# [The task]
Quote every line of the material beneath this one.

# [Dataset]
□ □ □

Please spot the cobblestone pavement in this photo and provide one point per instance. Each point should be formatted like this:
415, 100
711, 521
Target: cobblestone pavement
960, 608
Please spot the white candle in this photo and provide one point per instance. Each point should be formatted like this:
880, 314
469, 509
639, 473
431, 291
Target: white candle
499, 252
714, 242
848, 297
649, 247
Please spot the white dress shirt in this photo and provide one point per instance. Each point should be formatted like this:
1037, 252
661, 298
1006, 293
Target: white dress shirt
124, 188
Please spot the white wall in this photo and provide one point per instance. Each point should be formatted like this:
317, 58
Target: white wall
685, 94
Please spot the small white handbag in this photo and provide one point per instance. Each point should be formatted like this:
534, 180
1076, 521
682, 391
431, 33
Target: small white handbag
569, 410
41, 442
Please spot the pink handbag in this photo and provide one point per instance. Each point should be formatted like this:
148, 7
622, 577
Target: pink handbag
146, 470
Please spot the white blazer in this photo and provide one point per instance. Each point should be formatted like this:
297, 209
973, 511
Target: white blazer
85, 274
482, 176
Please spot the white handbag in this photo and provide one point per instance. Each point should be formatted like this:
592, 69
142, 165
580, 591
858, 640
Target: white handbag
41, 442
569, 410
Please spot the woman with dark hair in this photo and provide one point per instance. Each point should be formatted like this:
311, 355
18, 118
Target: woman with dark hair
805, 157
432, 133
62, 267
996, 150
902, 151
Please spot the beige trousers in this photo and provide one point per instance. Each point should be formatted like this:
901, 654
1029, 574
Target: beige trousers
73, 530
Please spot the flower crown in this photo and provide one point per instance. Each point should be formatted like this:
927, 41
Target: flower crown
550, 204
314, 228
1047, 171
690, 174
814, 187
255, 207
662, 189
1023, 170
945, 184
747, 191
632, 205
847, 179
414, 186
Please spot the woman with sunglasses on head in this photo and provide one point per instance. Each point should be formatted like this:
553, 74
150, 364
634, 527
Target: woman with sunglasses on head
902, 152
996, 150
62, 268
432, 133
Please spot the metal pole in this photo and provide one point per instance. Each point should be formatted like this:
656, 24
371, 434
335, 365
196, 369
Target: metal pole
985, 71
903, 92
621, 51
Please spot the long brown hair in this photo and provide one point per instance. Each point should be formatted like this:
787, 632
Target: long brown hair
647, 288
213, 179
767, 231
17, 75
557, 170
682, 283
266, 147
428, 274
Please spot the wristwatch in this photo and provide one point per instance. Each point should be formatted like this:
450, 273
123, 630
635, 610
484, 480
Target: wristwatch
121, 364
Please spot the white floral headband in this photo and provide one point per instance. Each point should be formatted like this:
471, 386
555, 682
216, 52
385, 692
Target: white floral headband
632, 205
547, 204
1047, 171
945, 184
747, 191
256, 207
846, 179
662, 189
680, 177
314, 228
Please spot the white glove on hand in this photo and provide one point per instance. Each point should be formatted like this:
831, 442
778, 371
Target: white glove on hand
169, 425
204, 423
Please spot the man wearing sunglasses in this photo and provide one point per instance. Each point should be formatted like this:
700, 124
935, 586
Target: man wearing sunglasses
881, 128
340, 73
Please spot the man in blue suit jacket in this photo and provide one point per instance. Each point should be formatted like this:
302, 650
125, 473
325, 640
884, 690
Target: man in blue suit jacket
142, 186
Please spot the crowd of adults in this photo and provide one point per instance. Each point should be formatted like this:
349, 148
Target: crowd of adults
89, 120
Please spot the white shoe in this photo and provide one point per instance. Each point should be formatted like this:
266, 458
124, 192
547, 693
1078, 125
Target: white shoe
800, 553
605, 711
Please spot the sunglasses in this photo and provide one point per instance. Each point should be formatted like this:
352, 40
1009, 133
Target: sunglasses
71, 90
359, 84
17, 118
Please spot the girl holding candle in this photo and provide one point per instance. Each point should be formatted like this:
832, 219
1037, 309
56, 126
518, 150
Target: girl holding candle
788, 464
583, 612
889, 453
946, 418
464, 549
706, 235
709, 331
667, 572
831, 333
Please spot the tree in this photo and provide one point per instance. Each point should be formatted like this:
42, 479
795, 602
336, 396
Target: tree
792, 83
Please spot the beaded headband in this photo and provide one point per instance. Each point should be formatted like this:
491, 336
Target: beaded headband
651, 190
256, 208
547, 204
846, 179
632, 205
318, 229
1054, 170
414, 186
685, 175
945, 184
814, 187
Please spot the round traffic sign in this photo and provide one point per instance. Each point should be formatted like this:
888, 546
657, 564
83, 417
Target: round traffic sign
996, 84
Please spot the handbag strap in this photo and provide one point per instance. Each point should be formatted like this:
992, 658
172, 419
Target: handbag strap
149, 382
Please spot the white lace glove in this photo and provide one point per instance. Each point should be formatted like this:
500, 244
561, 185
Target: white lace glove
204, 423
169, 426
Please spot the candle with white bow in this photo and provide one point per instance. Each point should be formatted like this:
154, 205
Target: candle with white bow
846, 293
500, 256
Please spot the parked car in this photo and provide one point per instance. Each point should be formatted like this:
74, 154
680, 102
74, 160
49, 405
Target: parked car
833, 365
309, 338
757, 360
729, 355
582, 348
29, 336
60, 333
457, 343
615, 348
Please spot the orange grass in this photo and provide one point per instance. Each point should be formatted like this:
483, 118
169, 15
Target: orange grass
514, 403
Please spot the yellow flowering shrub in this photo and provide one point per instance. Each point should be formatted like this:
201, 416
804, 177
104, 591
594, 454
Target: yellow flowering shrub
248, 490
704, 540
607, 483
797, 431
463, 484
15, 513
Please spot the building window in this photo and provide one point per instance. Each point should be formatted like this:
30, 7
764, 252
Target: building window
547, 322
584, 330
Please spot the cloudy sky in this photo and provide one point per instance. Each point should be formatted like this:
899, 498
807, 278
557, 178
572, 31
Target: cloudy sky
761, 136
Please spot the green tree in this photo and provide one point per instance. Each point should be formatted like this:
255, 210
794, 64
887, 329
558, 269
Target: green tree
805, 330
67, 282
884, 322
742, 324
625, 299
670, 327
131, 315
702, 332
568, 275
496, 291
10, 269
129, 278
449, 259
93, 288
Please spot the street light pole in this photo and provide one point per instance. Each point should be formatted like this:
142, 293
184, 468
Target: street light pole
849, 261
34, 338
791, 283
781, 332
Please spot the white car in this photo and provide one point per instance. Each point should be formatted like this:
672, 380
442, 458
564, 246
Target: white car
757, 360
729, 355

□ □ □

# [Response]
Please spot the cobblestone pavement in this photo and provide one point per instance. Each point should be formatted like this:
415, 100
711, 521
Target: cobblestone pavement
960, 608
Please spot the white candle in this photo and provide one point per instance. Each point should be formatted like this:
880, 314
469, 509
639, 473
431, 291
Target: white candle
499, 252
714, 242
848, 297
649, 247
Please spot the white dress shirt in this photo and provide one point per instance. Each point should be formatted like this:
1037, 252
661, 298
1006, 293
Target: white dress shirt
124, 188
Please spot the white wall in this photo and provide one point per instance. Each point should be formatted like this:
317, 58
Target: white wall
685, 94
Please spot the small white handbag in this photo and provide one point per instance. Each point should be formatted like this:
534, 180
1076, 521
682, 391
431, 33
Target: small white handbag
569, 410
41, 442
Please spot the pink handbag in this photo and provide one point per instance. Each point should be formatted like this:
148, 7
622, 577
Target: pink handbag
146, 470
Please spot the white blazer in this photo and provide one point per instance. Each point should be formatted like this:
297, 209
973, 511
Target: white blazer
85, 274
482, 176
Please spot the white handbag in this photo and provide one point per instance. Each point should be formatted like this:
592, 69
142, 165
580, 591
858, 640
Target: white handbag
41, 442
569, 410
Please spot the woman with dark hair in this photo and provide one point per instance. Each point should be formatted like this:
311, 355
18, 118
Target: woman with dark hair
805, 157
432, 133
62, 267
996, 150
902, 151
Please spot the beige trousers in this photo and provide one point per instance. Each point should be formatted like this:
901, 654
1029, 574
Target: beige trousers
73, 530
Please spot the flower crown in this photo and provide one point per instance. Each point should be formatted like this:
927, 41
Target: flower crown
550, 204
314, 228
1047, 171
690, 174
814, 187
255, 207
662, 189
1023, 170
945, 184
747, 191
632, 205
847, 179
414, 186
Please spot the woman with sunglasses on head in this photo and provide one point per instance. Each point should be formatted like this:
553, 74
150, 364
634, 527
Target: woman with sunglasses on head
902, 152
996, 150
62, 268
432, 133
Please spot the metal pole in this photo and provide one point per instance. Each point should be formatted like this:
656, 24
371, 434
335, 365
196, 369
Target: metal pole
985, 71
903, 92
621, 51
Please spot the long brown hair in this photo and provide one point per instance. Each point should be formatted like this:
787, 632
Target: long brown hair
647, 288
213, 179
767, 231
17, 75
557, 170
682, 283
266, 147
428, 274
Please spot the wristwatch in this photo and provide one point per instance. Each point should be formatted like this:
450, 273
123, 630
635, 610
484, 480
Target: wristwatch
121, 364
Please spot the white floral headband in this photo and provide one point per instance. Each point should be formatted like this:
471, 386
555, 682
216, 52
385, 692
Target: white floral headband
632, 205
547, 204
1047, 171
945, 184
747, 191
256, 207
846, 179
662, 189
680, 177
314, 228
Please spot the white glove on hand in this photo and provide one point per instance. Each point should be formatted like this:
831, 442
778, 371
Target: white glove on hand
169, 425
204, 423
Please spot the man wearing sunglasses in this photo and provide one point per instance. Each point should be formatted like this:
700, 124
935, 586
Target: man wearing sunglasses
881, 128
340, 73
Please spot the man in blue suit jacket in this photo and provide one point per instance. Each point should be formatted like this:
302, 650
125, 473
325, 640
884, 690
Target: man in blue suit jacket
142, 186
Please spot the crowd of adults in this photo and provide one point per instance. Each point should be formatted like this:
349, 148
Target: crowd of adults
89, 120
Please spot the white shoe in this photo and provide one point per instance. Each point should be formatted like this:
266, 458
124, 192
547, 693
1078, 125
Target: white shoe
800, 553
605, 711
Please spot the sunglasses in this photo and provide one point per instance. Each point should be formatted like this:
352, 40
1009, 133
Target: sunglasses
71, 90
359, 84
17, 118
Please spot the girl holding candle in this photo and provide one point per instance. Each point should be formatted like this:
832, 219
1037, 309
56, 126
518, 150
Target: girl holding candle
788, 464
583, 612
889, 453
946, 418
464, 549
706, 235
709, 331
667, 572
831, 333
Please spot the tree in this photo and provide one point per instance. Each point should be formatted like this:
42, 479
795, 602
336, 396
Target: tree
792, 83
Please spot the beaded headband in this photo and provide one point per instance. Each point should be formatted like this:
491, 336
Target: beaded headband
651, 190
256, 208
547, 204
846, 179
632, 205
318, 229
1054, 170
414, 186
685, 175
945, 184
814, 187
Please spot the round traffic sign in this photo and provide one point per instance. Each point should be formatted like this:
888, 546
657, 564
83, 417
Target: round traffic sign
996, 84
Please spot the handbag strap in this photo and provide one point per instance. Each point should be formatted like this:
992, 658
172, 419
Target: handbag strap
149, 382
Please spot the white lace glove in this photo and provide one point per instance. Each point should be formatted like this:
500, 244
561, 185
Target: white lace glove
204, 423
169, 426
Please spot the candle with white bow in this photo and provide one point per instance. Each point should be formatted like this:
154, 205
Target: candle with white bow
846, 293
500, 256
Please spot the parked car in this photo and provide one point per instance. Each point should be formatted like this:
74, 154
680, 102
74, 160
49, 405
Target: parked car
833, 365
309, 338
757, 360
729, 355
582, 348
29, 336
60, 333
457, 343
615, 348
Please spot the orange grass in this photo and provide one point per instance. Each point should be formatted like this:
483, 118
169, 15
Target: orange grass
514, 403
Please spot the yellow flowering shrub in this photo and provide one point per instance. Each point should be formatted like this:
201, 416
804, 177
104, 591
594, 454
Target: yellow flowering shrub
248, 490
704, 540
607, 483
797, 431
463, 484
15, 513
Please spot the building window in this photo and provide one point per instance. Each point should be formatted like this:
30, 7
764, 252
Target: building window
547, 322
584, 330
Please spot the cloudy sky in this photo and provide one point per instance. Each point should be formatted like this:
899, 498
807, 278
557, 178
572, 31
Target: cloudy sky
761, 136
Please spot the green tree in this photo and provide one point per instance. Each point should be formatted like this:
255, 210
794, 64
887, 329
558, 269
Target: green tree
805, 330
67, 282
884, 322
742, 324
625, 299
670, 327
131, 315
702, 332
568, 275
496, 291
10, 269
129, 278
449, 259
93, 288
Please spot the street light pole in this photo and provide one point per instance. Each point should be formatted like this:
142, 293
184, 468
Target: street light pole
849, 261
34, 338
791, 283
781, 332
Please spot the white car in this photo and provide one point per instance. Each point should be formatted like this:
672, 380
442, 458
564, 246
Target: white car
757, 360
729, 355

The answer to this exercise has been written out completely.